# Region pointing data
------------------------------------
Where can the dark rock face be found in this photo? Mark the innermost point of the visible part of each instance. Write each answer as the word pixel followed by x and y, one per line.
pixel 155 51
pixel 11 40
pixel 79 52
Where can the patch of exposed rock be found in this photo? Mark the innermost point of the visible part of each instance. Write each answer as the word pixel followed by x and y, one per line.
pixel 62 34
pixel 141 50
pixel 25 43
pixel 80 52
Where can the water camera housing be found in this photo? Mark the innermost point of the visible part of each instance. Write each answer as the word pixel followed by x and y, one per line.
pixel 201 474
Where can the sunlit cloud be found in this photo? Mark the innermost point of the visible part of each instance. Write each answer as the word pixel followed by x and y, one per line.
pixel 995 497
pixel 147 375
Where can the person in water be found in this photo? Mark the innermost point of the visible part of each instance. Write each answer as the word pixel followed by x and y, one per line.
------------------------------------
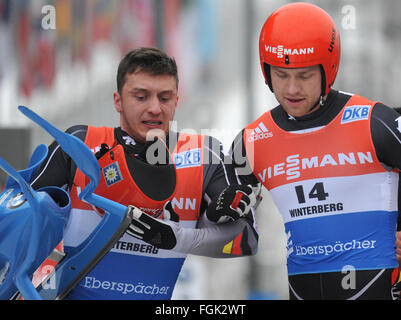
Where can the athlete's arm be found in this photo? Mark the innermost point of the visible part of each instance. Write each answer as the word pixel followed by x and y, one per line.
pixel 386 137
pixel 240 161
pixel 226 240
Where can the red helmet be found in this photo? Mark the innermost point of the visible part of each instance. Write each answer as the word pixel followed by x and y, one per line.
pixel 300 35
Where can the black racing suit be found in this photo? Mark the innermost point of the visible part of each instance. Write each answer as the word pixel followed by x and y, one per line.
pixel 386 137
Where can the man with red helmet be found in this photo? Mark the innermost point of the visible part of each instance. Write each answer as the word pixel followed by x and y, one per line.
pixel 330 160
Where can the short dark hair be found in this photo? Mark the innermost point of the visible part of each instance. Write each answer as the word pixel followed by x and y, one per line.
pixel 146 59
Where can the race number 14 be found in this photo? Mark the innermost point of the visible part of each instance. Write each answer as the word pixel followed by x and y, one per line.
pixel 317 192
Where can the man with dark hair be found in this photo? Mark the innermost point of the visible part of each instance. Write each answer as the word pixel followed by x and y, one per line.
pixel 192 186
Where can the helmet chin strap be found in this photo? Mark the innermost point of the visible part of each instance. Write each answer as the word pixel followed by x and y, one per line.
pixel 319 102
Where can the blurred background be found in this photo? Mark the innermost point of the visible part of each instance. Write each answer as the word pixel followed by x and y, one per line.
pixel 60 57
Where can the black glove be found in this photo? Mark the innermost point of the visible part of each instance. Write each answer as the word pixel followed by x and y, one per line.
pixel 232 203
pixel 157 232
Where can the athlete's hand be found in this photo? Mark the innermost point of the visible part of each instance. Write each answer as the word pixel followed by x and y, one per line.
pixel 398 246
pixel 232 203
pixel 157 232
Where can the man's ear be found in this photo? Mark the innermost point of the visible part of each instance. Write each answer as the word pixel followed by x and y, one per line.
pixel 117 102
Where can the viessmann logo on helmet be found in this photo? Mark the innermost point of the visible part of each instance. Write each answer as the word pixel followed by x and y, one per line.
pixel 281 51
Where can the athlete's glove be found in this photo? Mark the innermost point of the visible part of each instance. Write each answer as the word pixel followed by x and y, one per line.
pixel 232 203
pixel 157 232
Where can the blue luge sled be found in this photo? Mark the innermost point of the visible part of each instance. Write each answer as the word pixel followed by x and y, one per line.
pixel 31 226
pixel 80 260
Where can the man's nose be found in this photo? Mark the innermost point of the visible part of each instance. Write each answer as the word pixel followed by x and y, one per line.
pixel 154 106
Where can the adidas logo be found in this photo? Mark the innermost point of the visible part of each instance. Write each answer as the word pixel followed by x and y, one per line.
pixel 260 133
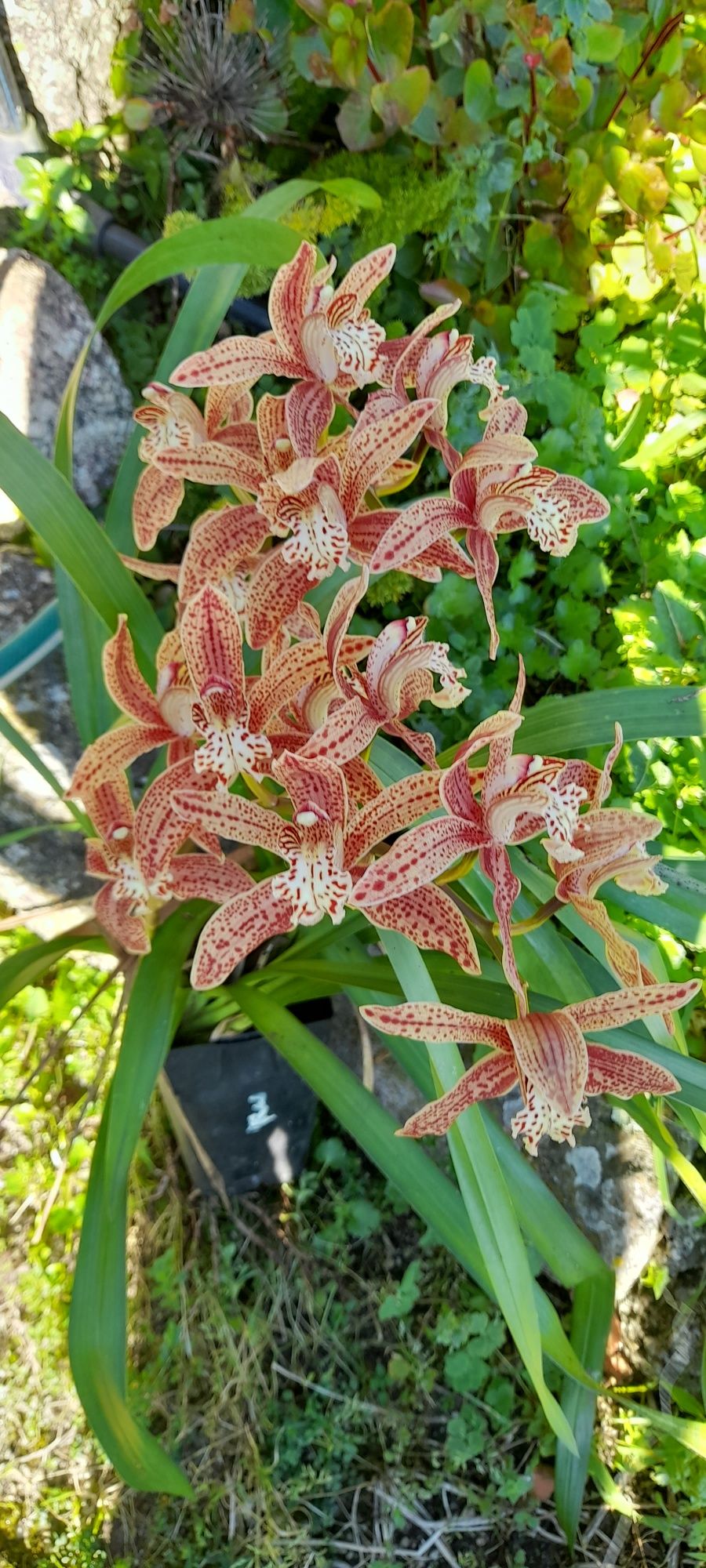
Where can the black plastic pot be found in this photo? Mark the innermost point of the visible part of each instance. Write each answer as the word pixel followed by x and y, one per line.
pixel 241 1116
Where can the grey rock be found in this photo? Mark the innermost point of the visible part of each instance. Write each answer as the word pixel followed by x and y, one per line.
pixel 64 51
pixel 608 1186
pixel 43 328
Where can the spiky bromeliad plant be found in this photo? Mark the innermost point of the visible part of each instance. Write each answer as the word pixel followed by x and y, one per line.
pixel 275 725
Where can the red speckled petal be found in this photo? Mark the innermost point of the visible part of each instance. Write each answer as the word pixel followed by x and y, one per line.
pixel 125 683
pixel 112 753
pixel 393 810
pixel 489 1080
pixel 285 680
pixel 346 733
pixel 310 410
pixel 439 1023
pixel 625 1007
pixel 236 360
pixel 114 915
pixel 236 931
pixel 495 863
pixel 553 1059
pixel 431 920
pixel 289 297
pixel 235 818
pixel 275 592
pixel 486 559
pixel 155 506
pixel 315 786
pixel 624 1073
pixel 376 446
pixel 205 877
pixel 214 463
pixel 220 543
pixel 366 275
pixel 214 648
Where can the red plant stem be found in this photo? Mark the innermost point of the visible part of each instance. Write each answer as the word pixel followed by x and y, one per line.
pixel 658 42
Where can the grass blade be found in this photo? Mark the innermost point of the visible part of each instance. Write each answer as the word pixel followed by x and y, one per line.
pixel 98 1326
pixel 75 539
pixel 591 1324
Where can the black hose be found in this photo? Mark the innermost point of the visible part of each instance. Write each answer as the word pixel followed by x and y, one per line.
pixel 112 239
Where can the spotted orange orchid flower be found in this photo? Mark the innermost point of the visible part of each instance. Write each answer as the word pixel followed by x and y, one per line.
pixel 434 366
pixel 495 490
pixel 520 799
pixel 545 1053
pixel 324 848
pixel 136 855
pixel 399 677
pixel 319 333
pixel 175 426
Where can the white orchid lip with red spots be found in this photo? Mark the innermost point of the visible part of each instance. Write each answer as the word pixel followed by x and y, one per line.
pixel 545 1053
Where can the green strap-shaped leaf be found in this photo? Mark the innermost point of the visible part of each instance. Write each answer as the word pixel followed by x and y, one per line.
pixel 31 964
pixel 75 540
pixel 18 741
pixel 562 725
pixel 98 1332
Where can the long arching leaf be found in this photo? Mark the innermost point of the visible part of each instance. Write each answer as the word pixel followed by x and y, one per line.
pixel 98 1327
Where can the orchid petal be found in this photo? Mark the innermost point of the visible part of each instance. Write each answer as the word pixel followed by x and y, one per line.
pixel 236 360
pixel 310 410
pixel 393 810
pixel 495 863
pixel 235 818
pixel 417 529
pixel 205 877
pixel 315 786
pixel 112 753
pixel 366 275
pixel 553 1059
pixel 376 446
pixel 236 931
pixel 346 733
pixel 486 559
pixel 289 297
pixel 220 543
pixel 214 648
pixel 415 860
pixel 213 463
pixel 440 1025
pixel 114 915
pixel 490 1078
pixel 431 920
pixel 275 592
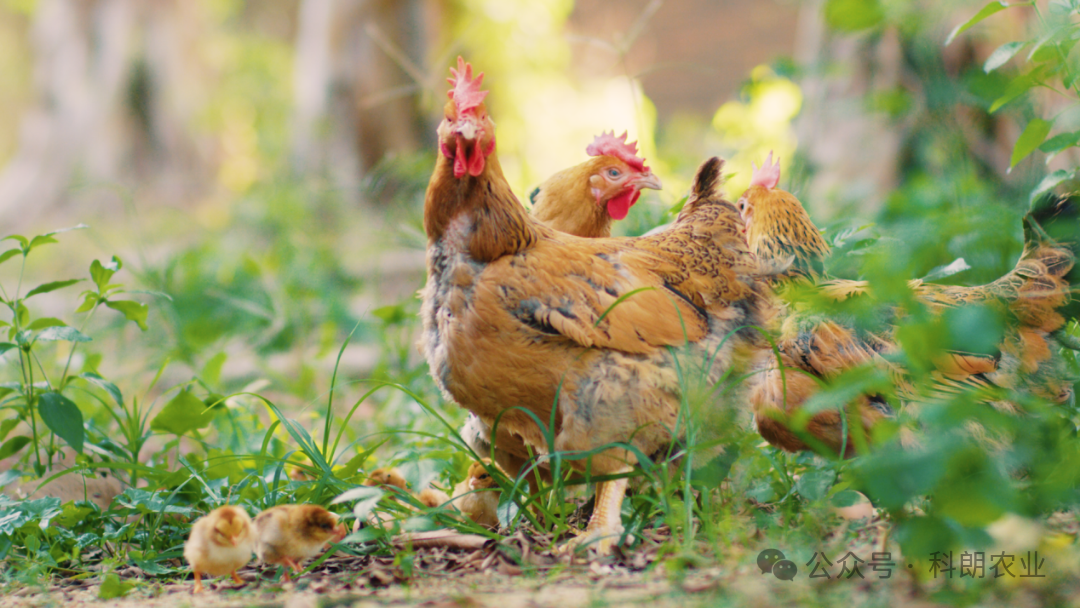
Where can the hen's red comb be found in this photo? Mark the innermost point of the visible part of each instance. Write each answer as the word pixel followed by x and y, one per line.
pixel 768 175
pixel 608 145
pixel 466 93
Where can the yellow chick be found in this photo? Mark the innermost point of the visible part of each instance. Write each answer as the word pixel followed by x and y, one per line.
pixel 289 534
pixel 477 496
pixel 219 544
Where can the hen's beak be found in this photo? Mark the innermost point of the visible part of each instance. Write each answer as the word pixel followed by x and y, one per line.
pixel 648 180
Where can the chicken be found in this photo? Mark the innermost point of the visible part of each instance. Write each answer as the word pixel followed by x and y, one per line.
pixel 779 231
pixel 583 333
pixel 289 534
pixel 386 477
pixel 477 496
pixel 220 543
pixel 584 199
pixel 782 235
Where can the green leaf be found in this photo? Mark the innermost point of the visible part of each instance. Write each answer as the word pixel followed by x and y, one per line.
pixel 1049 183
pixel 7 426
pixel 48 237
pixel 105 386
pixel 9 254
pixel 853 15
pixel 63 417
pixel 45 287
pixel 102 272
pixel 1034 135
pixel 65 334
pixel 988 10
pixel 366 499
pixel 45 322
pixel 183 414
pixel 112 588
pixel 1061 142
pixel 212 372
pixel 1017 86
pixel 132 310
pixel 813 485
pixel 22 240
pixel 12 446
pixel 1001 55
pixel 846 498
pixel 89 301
------------------------------------
# ASSIGNMENT
Begin at the line above that has "Where can the sunlit" and stop after the line that has "Where can the person", copying each line exactly and adding nothing else.

# ANSWER BOX
Where can the sunlit cloud be found in this photo? Mark the innermost point of the visible part of each instance. Write each answer as the word pixel followed by x and y, one per line.
pixel 995 497
pixel 147 375
Where can the person in water be found in this photo? Mark the innermost point of the visible part of each instance. Write each answer as the word pixel followed by x and y, one per line.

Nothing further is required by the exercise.